[START OF Source passage]
# Japanese Language in DXB, where can i study??



## gerome84 (Jul 3, 2010)

Greetings!

I am an expat here in DXB and i am interested in working in JAPAN.. 
Does anybody know where i can study japanese language that costs not that much? Because b4 applying for any japanese job, we should learn their language. can someone help me what to do first?


----------



## chay14ph (Nov 3, 2008)

gerome84 said:


> Greetings!
> 
> I am an expat here in DXB and i am interested in working in JAPAN..
> Does anybody know where i can study japanese language that costs not that much? Because b4 applying for any japanese job, we should learn their language. can someone help me what to do first?



abudhabi embassy is offering nihongo classes but there is nothing at their consulate here. Check the website eton.ac as they offer languages there.


----------



## Elphaba (Jan 24, 2008)

gerome84 said:


> Greetings!
> 
> I am an expat here in DXB and i am interested in working in JAPAN..
> Does anybody know where i can study japanese language that costs not that much? Because b4 applying for any japanese job, we should learn their language. can someone help me what to do first?


There are several langage schools in Dubai, including Eton Instutite in Knowledge Village and Berlitz on the Beach Road.

-


----------



## gerome84 (Jul 3, 2010)
[END OF Source passage]
[START OF Material provided]
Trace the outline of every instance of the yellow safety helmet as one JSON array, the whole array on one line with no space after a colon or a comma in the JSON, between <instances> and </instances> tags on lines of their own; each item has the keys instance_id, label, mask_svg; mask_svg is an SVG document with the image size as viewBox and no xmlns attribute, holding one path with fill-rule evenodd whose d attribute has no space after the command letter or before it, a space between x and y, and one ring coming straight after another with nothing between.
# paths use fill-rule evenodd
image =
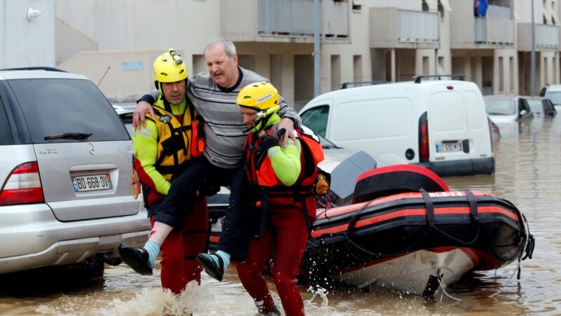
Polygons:
<instances>
[{"instance_id":1,"label":"yellow safety helmet","mask_svg":"<svg viewBox=\"0 0 561 316\"><path fill-rule=\"evenodd\" d=\"M245 86L236 99L238 105L258 111L278 106L278 91L269 82L255 82Z\"/></svg>"},{"instance_id":2,"label":"yellow safety helmet","mask_svg":"<svg viewBox=\"0 0 561 316\"><path fill-rule=\"evenodd\" d=\"M185 62L173 48L158 56L152 65L152 79L154 81L175 82L184 80L187 75Z\"/></svg>"}]
</instances>

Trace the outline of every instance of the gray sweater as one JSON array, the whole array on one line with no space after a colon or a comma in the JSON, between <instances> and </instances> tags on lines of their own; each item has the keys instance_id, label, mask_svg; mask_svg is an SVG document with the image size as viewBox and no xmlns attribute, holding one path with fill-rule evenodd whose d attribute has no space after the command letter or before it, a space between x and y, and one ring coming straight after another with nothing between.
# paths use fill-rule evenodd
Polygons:
<instances>
[{"instance_id":1,"label":"gray sweater","mask_svg":"<svg viewBox=\"0 0 561 316\"><path fill-rule=\"evenodd\" d=\"M250 70L238 67L240 77L233 86L224 88L212 80L208 72L201 72L189 79L187 94L191 102L205 120L205 153L211 164L220 168L233 169L241 166L243 142L247 134L240 107L236 104L238 93L242 88L253 82L269 79ZM159 95L157 90L150 93L152 99ZM147 98L141 100L154 103ZM298 114L280 97L280 117L291 118L295 127L302 121Z\"/></svg>"}]
</instances>

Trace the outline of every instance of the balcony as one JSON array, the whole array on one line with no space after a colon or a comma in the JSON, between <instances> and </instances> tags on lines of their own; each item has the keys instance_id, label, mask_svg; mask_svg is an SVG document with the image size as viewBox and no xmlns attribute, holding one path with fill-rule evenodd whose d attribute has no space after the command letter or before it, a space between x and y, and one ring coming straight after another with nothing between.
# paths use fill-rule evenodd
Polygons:
<instances>
[{"instance_id":1,"label":"balcony","mask_svg":"<svg viewBox=\"0 0 561 316\"><path fill-rule=\"evenodd\" d=\"M512 20L473 18L477 44L514 46L514 25Z\"/></svg>"},{"instance_id":2,"label":"balcony","mask_svg":"<svg viewBox=\"0 0 561 316\"><path fill-rule=\"evenodd\" d=\"M438 48L438 13L370 8L370 47L374 48Z\"/></svg>"},{"instance_id":3,"label":"balcony","mask_svg":"<svg viewBox=\"0 0 561 316\"><path fill-rule=\"evenodd\" d=\"M515 23L511 8L489 5L486 18L475 18L473 0L454 0L450 4L452 49L514 46Z\"/></svg>"},{"instance_id":4,"label":"balcony","mask_svg":"<svg viewBox=\"0 0 561 316\"><path fill-rule=\"evenodd\" d=\"M534 25L535 49L536 51L557 51L559 48L559 27ZM532 23L518 23L518 50L532 51Z\"/></svg>"},{"instance_id":5,"label":"balcony","mask_svg":"<svg viewBox=\"0 0 561 316\"><path fill-rule=\"evenodd\" d=\"M321 6L323 41L348 39L349 3ZM234 41L313 43L314 0L223 1L220 18L222 36Z\"/></svg>"}]
</instances>

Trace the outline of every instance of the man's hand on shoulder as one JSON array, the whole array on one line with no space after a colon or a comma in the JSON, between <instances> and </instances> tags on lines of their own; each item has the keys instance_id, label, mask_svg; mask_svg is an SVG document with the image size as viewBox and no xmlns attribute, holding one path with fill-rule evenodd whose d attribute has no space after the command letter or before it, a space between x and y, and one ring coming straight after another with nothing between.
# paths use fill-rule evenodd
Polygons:
<instances>
[{"instance_id":1,"label":"man's hand on shoulder","mask_svg":"<svg viewBox=\"0 0 561 316\"><path fill-rule=\"evenodd\" d=\"M288 145L288 138L292 138L294 143L296 143L296 136L294 135L294 121L292 119L285 117L278 123L278 130L284 129L286 131L283 136L282 145L283 147Z\"/></svg>"},{"instance_id":2,"label":"man's hand on shoulder","mask_svg":"<svg viewBox=\"0 0 561 316\"><path fill-rule=\"evenodd\" d=\"M154 114L154 109L152 109L151 105L141 100L138 101L136 107L135 107L135 112L133 112L133 129L135 131L146 127L146 113L150 113L150 116L156 121L156 114Z\"/></svg>"}]
</instances>

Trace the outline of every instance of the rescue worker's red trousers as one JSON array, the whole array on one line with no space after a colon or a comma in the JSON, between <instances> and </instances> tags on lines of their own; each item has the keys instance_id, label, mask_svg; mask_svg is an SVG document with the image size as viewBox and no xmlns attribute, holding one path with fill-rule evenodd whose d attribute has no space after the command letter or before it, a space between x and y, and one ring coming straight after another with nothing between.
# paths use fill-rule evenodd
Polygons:
<instances>
[{"instance_id":1,"label":"rescue worker's red trousers","mask_svg":"<svg viewBox=\"0 0 561 316\"><path fill-rule=\"evenodd\" d=\"M195 256L205 252L208 238L208 211L206 197L197 199L194 211L187 214L183 230L174 228L165 238L160 249L162 260L162 287L179 294L191 281L201 285L201 272ZM150 218L154 226L154 216Z\"/></svg>"},{"instance_id":2,"label":"rescue worker's red trousers","mask_svg":"<svg viewBox=\"0 0 561 316\"><path fill-rule=\"evenodd\" d=\"M237 265L238 276L259 312L270 311L273 298L262 272L274 251L273 278L285 314L303 315L304 303L297 287L296 274L308 240L304 212L295 206L269 203L268 207L272 216L274 237L266 230L264 236L251 240L248 260Z\"/></svg>"}]
</instances>

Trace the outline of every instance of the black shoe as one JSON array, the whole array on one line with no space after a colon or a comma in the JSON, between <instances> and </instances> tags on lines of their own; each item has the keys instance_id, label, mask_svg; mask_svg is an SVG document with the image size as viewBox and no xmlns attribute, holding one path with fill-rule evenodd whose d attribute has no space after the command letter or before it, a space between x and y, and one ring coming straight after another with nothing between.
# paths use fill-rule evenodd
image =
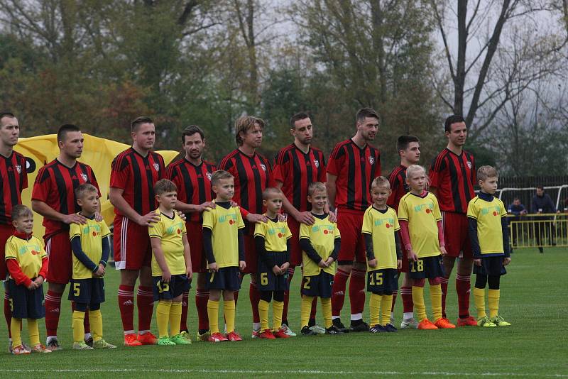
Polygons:
<instances>
[{"instance_id":1,"label":"black shoe","mask_svg":"<svg viewBox=\"0 0 568 379\"><path fill-rule=\"evenodd\" d=\"M349 330L354 332L368 331L368 324L362 319L355 322L351 321Z\"/></svg>"},{"instance_id":2,"label":"black shoe","mask_svg":"<svg viewBox=\"0 0 568 379\"><path fill-rule=\"evenodd\" d=\"M339 331L343 333L349 332L349 329L345 327L345 325L343 324L341 319L334 319L333 320L332 320L332 322L333 322L333 326L335 326L335 329L337 329Z\"/></svg>"}]
</instances>

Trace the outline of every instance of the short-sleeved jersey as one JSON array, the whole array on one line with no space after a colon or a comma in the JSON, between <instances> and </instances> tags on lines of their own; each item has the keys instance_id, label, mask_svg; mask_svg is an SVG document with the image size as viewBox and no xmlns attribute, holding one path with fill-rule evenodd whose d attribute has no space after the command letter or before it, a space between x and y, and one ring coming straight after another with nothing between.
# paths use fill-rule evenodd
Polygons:
<instances>
[{"instance_id":1,"label":"short-sleeved jersey","mask_svg":"<svg viewBox=\"0 0 568 379\"><path fill-rule=\"evenodd\" d=\"M6 260L15 259L22 273L33 279L41 270L41 260L48 255L40 239L35 236L28 240L12 236L6 242Z\"/></svg>"},{"instance_id":2,"label":"short-sleeved jersey","mask_svg":"<svg viewBox=\"0 0 568 379\"><path fill-rule=\"evenodd\" d=\"M11 224L12 207L22 204L22 190L28 188L26 158L12 150L9 157L0 154L0 224Z\"/></svg>"},{"instance_id":3,"label":"short-sleeved jersey","mask_svg":"<svg viewBox=\"0 0 568 379\"><path fill-rule=\"evenodd\" d=\"M501 218L507 216L505 204L493 197L491 202L476 196L467 207L467 216L477 220L477 239L481 255L502 256L503 228Z\"/></svg>"},{"instance_id":4,"label":"short-sleeved jersey","mask_svg":"<svg viewBox=\"0 0 568 379\"><path fill-rule=\"evenodd\" d=\"M104 221L87 219L87 224L72 224L69 229L69 238L81 238L81 249L92 261L97 265L102 257L102 238L111 234ZM73 254L73 279L90 279L93 273L83 265Z\"/></svg>"},{"instance_id":5,"label":"short-sleeved jersey","mask_svg":"<svg viewBox=\"0 0 568 379\"><path fill-rule=\"evenodd\" d=\"M410 243L418 258L440 255L437 221L442 214L435 196L408 192L398 204L398 219L408 221Z\"/></svg>"},{"instance_id":6,"label":"short-sleeved jersey","mask_svg":"<svg viewBox=\"0 0 568 379\"><path fill-rule=\"evenodd\" d=\"M155 209L154 185L165 176L162 155L150 151L143 157L131 147L112 161L110 187L123 190L122 197L129 205L143 215ZM114 213L124 216L116 207Z\"/></svg>"},{"instance_id":7,"label":"short-sleeved jersey","mask_svg":"<svg viewBox=\"0 0 568 379\"><path fill-rule=\"evenodd\" d=\"M244 228L237 207L217 206L203 212L203 227L211 229L213 256L217 267L239 265L239 229Z\"/></svg>"},{"instance_id":8,"label":"short-sleeved jersey","mask_svg":"<svg viewBox=\"0 0 568 379\"><path fill-rule=\"evenodd\" d=\"M262 192L267 187L275 187L268 160L258 153L249 156L236 149L221 160L218 168L235 177L233 200L249 212L262 214Z\"/></svg>"},{"instance_id":9,"label":"short-sleeved jersey","mask_svg":"<svg viewBox=\"0 0 568 379\"><path fill-rule=\"evenodd\" d=\"M326 181L325 158L321 150L312 146L307 153L295 143L282 148L274 158L274 180L282 183L282 192L300 212L312 209L307 188L314 182Z\"/></svg>"},{"instance_id":10,"label":"short-sleeved jersey","mask_svg":"<svg viewBox=\"0 0 568 379\"><path fill-rule=\"evenodd\" d=\"M371 205L371 183L381 175L381 153L369 144L360 148L349 139L336 145L327 172L335 175L335 206L364 211Z\"/></svg>"},{"instance_id":11,"label":"short-sleeved jersey","mask_svg":"<svg viewBox=\"0 0 568 379\"><path fill-rule=\"evenodd\" d=\"M162 253L165 258L165 263L173 275L185 273L185 257L183 255L182 236L187 234L185 223L181 217L173 212L170 217L162 213L159 209L155 212L160 215L160 221L148 227L148 234L151 238L159 238L162 245ZM152 254L152 276L162 276L162 269Z\"/></svg>"},{"instance_id":12,"label":"short-sleeved jersey","mask_svg":"<svg viewBox=\"0 0 568 379\"><path fill-rule=\"evenodd\" d=\"M101 196L99 184L90 166L77 161L73 167L68 167L55 159L38 172L31 199L43 202L63 214L77 213L81 208L75 200L75 190L83 183L93 185L99 190L99 197ZM43 217L43 226L45 227L44 238L69 231L69 225L47 217Z\"/></svg>"},{"instance_id":13,"label":"short-sleeved jersey","mask_svg":"<svg viewBox=\"0 0 568 379\"><path fill-rule=\"evenodd\" d=\"M386 201L387 205L398 212L398 203L404 195L410 192L410 187L406 182L406 167L400 165L395 167L388 175L388 182L393 193Z\"/></svg>"},{"instance_id":14,"label":"short-sleeved jersey","mask_svg":"<svg viewBox=\"0 0 568 379\"><path fill-rule=\"evenodd\" d=\"M313 225L300 224L300 239L307 238L313 246L316 253L325 260L333 253L335 238L341 238L337 224L331 222L329 217L322 219L314 217L315 221ZM336 262L332 265L322 269L317 263L312 260L305 251L302 252L302 264L304 268L304 276L312 276L320 274L323 270L326 273L335 275Z\"/></svg>"},{"instance_id":15,"label":"short-sleeved jersey","mask_svg":"<svg viewBox=\"0 0 568 379\"><path fill-rule=\"evenodd\" d=\"M185 158L170 163L165 169L166 177L178 187L178 199L186 204L199 205L211 202L214 194L211 190L211 177L216 171L214 165L202 161L196 166ZM185 219L201 221L201 213L185 214Z\"/></svg>"},{"instance_id":16,"label":"short-sleeved jersey","mask_svg":"<svg viewBox=\"0 0 568 379\"><path fill-rule=\"evenodd\" d=\"M443 212L467 213L467 204L475 196L476 169L474 155L462 150L457 155L447 148L438 154L428 172L430 187L436 189Z\"/></svg>"},{"instance_id":17,"label":"short-sleeved jersey","mask_svg":"<svg viewBox=\"0 0 568 379\"><path fill-rule=\"evenodd\" d=\"M292 237L292 232L285 221L268 219L268 222L257 222L254 227L254 236L264 238L266 251L286 252L286 241Z\"/></svg>"},{"instance_id":18,"label":"short-sleeved jersey","mask_svg":"<svg viewBox=\"0 0 568 379\"><path fill-rule=\"evenodd\" d=\"M372 236L373 250L377 260L377 266L367 265L367 271L397 268L395 231L399 230L400 226L393 209L387 207L383 212L372 205L367 208L363 216L361 233Z\"/></svg>"}]
</instances>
[END OF Material provided]
Written problem A – In the forum thread, why does gerome84 want to learn Japanese before applying for work in Japan? Answer in one to three sentences.
Written problem B – According to the forum thread, on which road is Berlitz located?
Written problem C – Reproduce word for word the part of the forum thread that begins with the words "## Elphaba (Jan" and ends after the words "the Beach Road.".

Correct answer A – gerome84 wants to work in Japan and believes that anyone should learn Japanese before applying for a Japanese job.

Correct answer B – Beach Road.

Correct answer C –
## Elphaba (Jan 24, 2008)

gerome84 said:


> Greetings!
> 
> I am an expat here in DXB and i am interested in working in JAPAN..
> Does anybody know where i can study japanese language that costs not that much? Because b4 applying for any japanese job, we should learn their language. can someone help me what to do first?


There are several langage schools in Dubai, including Eton Instutite in Knowledge Village and Berlitz on the Beach Road.